**EXTRACT PROVIDED**
I’ll have more commentary on this later but it seems Rebirth is an even bigger and more sustained hit than New 52. I think New 52 had a bigger gap to overcome so it seems like a bigger hit at this point, but the numbers are there.

With nearly 12 million comic books shipped this past summer, DC’s Rebirth is showing no signs of slowing down.

Comic book fans have enthusiastically embraced the superhero relaunch in staggering numbers. Since the debut of the initial book, DC UNIVERSE: REBIRTH SPECIAL by Geoff Johns, combined sales have pushed 12 million physical periodicals through comic book retailers worldwide in record time. A total of 11 issues exceeded 200,000 units shipped, an additional 60-plus issues shipped more than 100,000 copies each and 21 issues have gone back to print multiple times.

Last June, DC launched Rebirth, one of the most ambitious publishing initiatives in the company’s 80-plus-year history. This new lineup of stories includes a combination of DC favorites, as well as new titles, and restarted most titles at issue #1. Top comic talent was recruited for the publisher’s iconic line of books, such as SUPERMAN, BATMAN and WONDER WOMAN, which became available twice monthly. In addition, DC’s two flagship legacy titles resumed their original issue numbering, also shipping twice monthly: DETECTIVE COMICS picked up with issue #934, while ACTION COMICS continued with issue #957.

“This is the biggest story in comics publishing right now—fan and retailer demand for these books is at an all-time high,” said John Cunningham, DC’s Senior Vice President of Sales and Trade Marketing. “This summer we’ve sold more issues over 100,000 units than we did in all of 2015.”


The flagship book, Geoff Johns’ DC UNIVERSE: REBIRTH SPECIAL, recently went back to press a fifth time and has sold nearly 350,000 copies. Best-selling writer Johns, who is also the company’s President and Chief Creative Officer, oversaw the creative direction of the entire Rebirth line of books. Working in tandem with DC Publishers Dan DiDio and Jim Lee, this line-wide launch focused on themes of hope and optimism and returned the DC Universe to a more closely knit superhero continuity.

“The overall response—from retailers, the creative community and, most importantly, the fans—has been nothing short of incredible,” said Diane Nelson, President of DC Entertainment and Warner Bros. Consumer Products. “We listened to what the retail and fan communities thought was missing from our books and took the necessary steps to produce stories that have re-energized comics. I’m so immensely proud of my amazing team of executives, including Dan, Jim and Geoff, for once again setting the bar for excellence in comics. “

“Hope, optimism and legacy are integral to the epic, universe-spanning stories that define what a ‘DC’ superhero is to me. As is building on the foundation of all the amazing writers and artists, as well as, characters that have been part of DC’s history and celebrating it,” said Geoff Johns, President and Chief Creative Officer, DC Entertainment. “I’m incredibly proud of the creative teams across the line and beyond grateful that readers and retailers have given Rebirth a shot. And, stay tuned for more stories and secrets about the mysterious machinations at play behind Rebirth to come!”

**DATA EXTRACT**
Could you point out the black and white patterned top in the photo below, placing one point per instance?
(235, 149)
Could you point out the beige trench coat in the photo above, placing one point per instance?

**SHORT TASK**
Rewrite the DC Rebirth sales article starting at "I’ll have more" and ending at "print multiple times.", changing "summer" to "season" throughout.

**THE ANSWER**
I’ll have more commentary on this later but it seems Rebirth is an even bigger and more sustained hit than New 52. I think New 52 had a bigger gap to overcome so it seems like a bigger hit at this point, but the numbers are there.

With nearly 12 million comic books shipped this past season, DC’s Rebirth is showing no signs of slowing down.

Comic book fans have enthusiastically embraced the superhero relaunch in staggering numbers. Since the debut of the initial book, DC UNIVERSE: REBIRTH SPECIAL by Geoff Johns, combined sales have pushed 12 million physical periodicals through comic book retailers worldwide in record time. A total of 11 issues exceeded 200,000 units shipped, an additional 60-plus issues shipped more than 100,000 copies each and 21 issues have gone back to print multiple times.